TASK BRIEF: Rewrite these lines as a JSON list of strings, one string per line, with blank lines left out. Cover all the records.

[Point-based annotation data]
"""
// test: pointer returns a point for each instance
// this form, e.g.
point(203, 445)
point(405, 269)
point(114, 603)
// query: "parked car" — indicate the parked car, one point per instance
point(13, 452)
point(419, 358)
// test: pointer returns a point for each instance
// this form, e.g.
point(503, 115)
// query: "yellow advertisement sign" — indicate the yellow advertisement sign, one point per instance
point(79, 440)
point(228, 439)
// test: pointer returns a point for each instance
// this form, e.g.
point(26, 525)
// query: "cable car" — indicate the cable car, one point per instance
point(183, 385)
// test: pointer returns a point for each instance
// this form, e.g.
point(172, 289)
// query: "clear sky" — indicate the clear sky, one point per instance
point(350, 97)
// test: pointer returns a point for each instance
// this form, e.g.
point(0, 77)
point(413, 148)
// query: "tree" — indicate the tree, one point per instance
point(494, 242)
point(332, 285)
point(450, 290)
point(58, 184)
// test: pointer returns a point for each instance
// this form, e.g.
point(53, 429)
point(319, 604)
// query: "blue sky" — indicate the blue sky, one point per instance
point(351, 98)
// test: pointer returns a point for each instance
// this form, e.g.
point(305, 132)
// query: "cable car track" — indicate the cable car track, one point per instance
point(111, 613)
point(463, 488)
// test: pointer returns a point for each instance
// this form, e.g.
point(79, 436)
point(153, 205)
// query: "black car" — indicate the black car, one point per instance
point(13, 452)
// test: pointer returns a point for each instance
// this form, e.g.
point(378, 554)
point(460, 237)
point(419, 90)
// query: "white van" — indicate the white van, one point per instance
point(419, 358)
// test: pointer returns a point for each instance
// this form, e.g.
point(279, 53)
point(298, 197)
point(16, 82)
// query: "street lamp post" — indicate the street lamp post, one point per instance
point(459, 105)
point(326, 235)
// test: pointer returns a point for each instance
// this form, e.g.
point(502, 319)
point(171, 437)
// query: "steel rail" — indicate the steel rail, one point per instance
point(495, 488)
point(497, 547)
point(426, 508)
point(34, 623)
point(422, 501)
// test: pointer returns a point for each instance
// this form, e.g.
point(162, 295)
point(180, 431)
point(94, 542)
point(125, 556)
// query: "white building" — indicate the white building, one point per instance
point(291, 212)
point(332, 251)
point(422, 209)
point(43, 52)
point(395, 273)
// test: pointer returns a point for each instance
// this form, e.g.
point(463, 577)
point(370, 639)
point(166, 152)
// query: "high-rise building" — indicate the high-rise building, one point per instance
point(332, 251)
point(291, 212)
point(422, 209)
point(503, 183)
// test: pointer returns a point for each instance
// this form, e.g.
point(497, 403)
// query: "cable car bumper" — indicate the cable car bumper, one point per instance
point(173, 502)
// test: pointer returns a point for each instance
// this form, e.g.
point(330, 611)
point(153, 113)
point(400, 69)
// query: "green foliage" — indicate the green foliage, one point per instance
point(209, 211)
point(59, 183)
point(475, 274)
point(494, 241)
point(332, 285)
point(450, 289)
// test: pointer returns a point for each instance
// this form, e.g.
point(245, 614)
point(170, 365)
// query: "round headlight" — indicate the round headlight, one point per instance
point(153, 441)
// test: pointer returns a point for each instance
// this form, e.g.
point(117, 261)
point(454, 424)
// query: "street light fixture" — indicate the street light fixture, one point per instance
"""
RESULT BELOW:
[
  "// test: pointer returns a point for each instance",
  "// this form, e.g.",
  "point(203, 445)",
  "point(405, 269)",
  "point(114, 603)",
  "// query: \"parked car\" — indicate the parked car, one point per instance",
  "point(13, 452)",
  "point(419, 358)",
  "// test: pointer returns a point for each instance",
  "// this form, e.g.",
  "point(503, 115)",
  "// query: \"yellow advertisement sign\" — indicate the yellow advertisement sign, one point per instance",
  "point(79, 440)",
  "point(228, 439)",
  "// test: pointer returns a point for each instance",
  "// this form, e.g.",
  "point(26, 525)",
  "// query: \"cable car\" — indicate the cable car, one point per instance",
  "point(183, 385)",
  "// test: pointer returns a point for each instance",
  "// this form, e.g.",
  "point(172, 289)",
  "// query: \"clear sky\" — indicate the clear sky, one point per instance",
  "point(350, 97)",
  "// test: pointer returns a point for each instance",
  "// this form, e.g.",
  "point(0, 77)",
  "point(413, 148)",
  "// query: \"tree\" — indicate the tree, one point per instance",
  "point(494, 242)",
  "point(332, 285)",
  "point(450, 290)",
  "point(58, 184)",
  "// test: pointer returns a point for each instance",
  "// this form, e.g.",
  "point(53, 429)",
  "point(319, 604)",
  "// query: \"blue sky\" — indicate the blue sky, one point per instance",
  "point(351, 98)",
  "// test: pointer returns a point for each instance",
  "// this form, e.g.",
  "point(305, 132)",
  "// query: \"cable car track\" — indicate the cable car track, one point per instance",
  "point(111, 613)",
  "point(463, 488)",
  "// test: pointer returns a point for each instance",
  "// this form, e.g.",
  "point(79, 436)",
  "point(153, 205)",
  "// query: \"black car\" — indicate the black car, one point per instance",
  "point(13, 452)",
  "// test: pointer returns a point for each instance",
  "// this form, e.g.",
  "point(378, 554)",
  "point(460, 237)",
  "point(419, 90)",
  "// query: \"white van\" — indicate the white van, one point per instance",
  "point(419, 358)",
  "// test: pointer returns a point for each instance",
  "// this form, e.g.",
  "point(279, 53)",
  "point(298, 197)",
  "point(16, 82)",
  "// query: \"street lamp post\" — indicate the street lamp post, one point per instance",
  "point(459, 105)",
  "point(326, 235)",
  "// test: pointer returns a point for each instance",
  "// this form, e.g.",
  "point(502, 319)",
  "point(171, 437)",
  "// query: \"steel rail\" — indicate the steel rail, one point per instance",
  "point(495, 488)",
  "point(497, 547)",
  "point(426, 508)",
  "point(34, 623)",
  "point(422, 501)",
  "// test: pointer returns a point for each instance",
  "// this form, e.g.",
  "point(162, 295)",
  "point(180, 431)",
  "point(94, 542)",
  "point(125, 556)",
  "// query: \"white building\" — indicate the white building, one point per instance",
  "point(291, 212)",
  "point(332, 251)",
  "point(422, 209)",
  "point(43, 52)",
  "point(395, 273)",
  "// test: pointer returns a point for each instance",
  "// this form, e.g.",
  "point(463, 577)",
  "point(370, 639)",
  "point(166, 152)",
  "// query: \"high-rise building\" — indicate the high-rise building, one point per instance",
  "point(332, 251)",
  "point(291, 212)",
  "point(422, 209)",
  "point(503, 183)",
  "// test: pointer returns a point for each instance",
  "// this form, e.g.",
  "point(497, 403)",
  "// query: \"cable car bumper\" — indicate the cable car bumper, one point per instance",
  "point(173, 502)",
  "// test: pointer returns a point for each instance",
  "// this form, e.g.",
  "point(330, 611)",
  "point(153, 113)",
  "point(400, 69)",
  "// query: \"green foliage\" — indicate the green foliage, one point per instance",
  "point(209, 211)",
  "point(59, 183)",
  "point(475, 274)",
  "point(494, 241)",
  "point(332, 285)",
  "point(450, 289)",
  "// test: pointer returns a point for each instance",
  "// this form, e.g.",
  "point(245, 614)",
  "point(170, 365)",
  "// query: \"round headlight\" — indicate the round headlight, one point per instance",
  "point(153, 441)",
  "// test: pointer returns a point for each instance",
  "// this form, e.g.",
  "point(117, 261)",
  "point(454, 424)",
  "// query: \"street light fixture\" — indicate the street light fixture, one point per instance"
]